**WORK TO COMPLETE:** For the string "paved", state how many lines of the data hold it. Give nothing besides the number.
===== SUPPLIED MATERIAL =====
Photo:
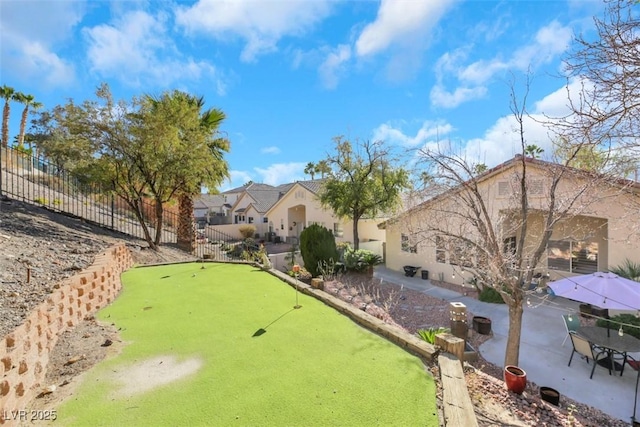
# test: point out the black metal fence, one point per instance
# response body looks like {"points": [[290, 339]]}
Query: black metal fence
{"points": [[36, 180]]}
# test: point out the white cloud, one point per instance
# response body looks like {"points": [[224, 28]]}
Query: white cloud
{"points": [[30, 36], [270, 150], [280, 173], [260, 24], [442, 98], [400, 22], [502, 140], [237, 178], [394, 135], [136, 49], [333, 65], [548, 43]]}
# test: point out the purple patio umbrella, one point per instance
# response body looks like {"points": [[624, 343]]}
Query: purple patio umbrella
{"points": [[606, 290]]}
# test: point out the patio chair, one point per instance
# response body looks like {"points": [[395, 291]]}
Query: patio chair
{"points": [[587, 350], [571, 323]]}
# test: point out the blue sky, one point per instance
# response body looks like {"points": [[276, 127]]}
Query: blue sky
{"points": [[291, 75]]}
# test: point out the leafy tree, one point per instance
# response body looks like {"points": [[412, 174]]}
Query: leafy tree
{"points": [[310, 169], [29, 102], [607, 112], [317, 245], [149, 147], [364, 182], [7, 93]]}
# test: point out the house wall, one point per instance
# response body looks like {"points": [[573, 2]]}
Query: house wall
{"points": [[309, 211], [605, 218], [24, 353]]}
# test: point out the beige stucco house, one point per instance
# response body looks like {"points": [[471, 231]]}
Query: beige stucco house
{"points": [[600, 230], [281, 213], [299, 207]]}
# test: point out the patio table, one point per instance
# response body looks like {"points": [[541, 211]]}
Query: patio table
{"points": [[613, 343]]}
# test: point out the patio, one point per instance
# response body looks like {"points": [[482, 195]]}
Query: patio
{"points": [[542, 355]]}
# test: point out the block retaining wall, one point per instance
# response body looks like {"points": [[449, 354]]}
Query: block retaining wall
{"points": [[24, 353]]}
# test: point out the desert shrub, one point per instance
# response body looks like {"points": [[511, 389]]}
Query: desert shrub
{"points": [[360, 260], [626, 319], [247, 231], [303, 275], [429, 335], [317, 244], [488, 294]]}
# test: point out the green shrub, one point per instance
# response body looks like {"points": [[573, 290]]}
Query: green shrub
{"points": [[429, 335], [303, 275], [488, 294], [247, 231], [317, 244], [360, 260], [627, 319]]}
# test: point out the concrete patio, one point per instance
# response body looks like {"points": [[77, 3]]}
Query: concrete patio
{"points": [[542, 355]]}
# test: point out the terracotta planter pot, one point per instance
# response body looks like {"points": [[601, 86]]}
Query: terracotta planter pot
{"points": [[482, 325], [515, 378], [550, 395]]}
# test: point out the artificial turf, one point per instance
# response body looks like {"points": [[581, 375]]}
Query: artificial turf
{"points": [[262, 363]]}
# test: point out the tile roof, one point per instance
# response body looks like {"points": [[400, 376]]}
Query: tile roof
{"points": [[265, 195], [314, 185]]}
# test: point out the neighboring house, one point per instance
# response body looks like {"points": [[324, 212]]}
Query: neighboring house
{"points": [[299, 207], [282, 212], [601, 231], [212, 209]]}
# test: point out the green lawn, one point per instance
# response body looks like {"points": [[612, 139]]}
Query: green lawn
{"points": [[312, 366]]}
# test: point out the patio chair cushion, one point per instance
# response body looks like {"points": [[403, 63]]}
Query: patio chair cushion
{"points": [[635, 364]]}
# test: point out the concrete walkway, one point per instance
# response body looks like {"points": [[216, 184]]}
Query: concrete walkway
{"points": [[542, 355]]}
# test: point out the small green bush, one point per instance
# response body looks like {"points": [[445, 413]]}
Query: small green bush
{"points": [[247, 231], [429, 335], [488, 294], [317, 245], [627, 319]]}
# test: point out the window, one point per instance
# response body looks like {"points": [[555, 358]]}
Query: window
{"points": [[406, 246], [573, 257], [535, 187], [461, 254], [441, 253], [503, 188]]}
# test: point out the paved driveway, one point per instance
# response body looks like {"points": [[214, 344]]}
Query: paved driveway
=====
**SOLUTION TO THE EXERCISE:** 2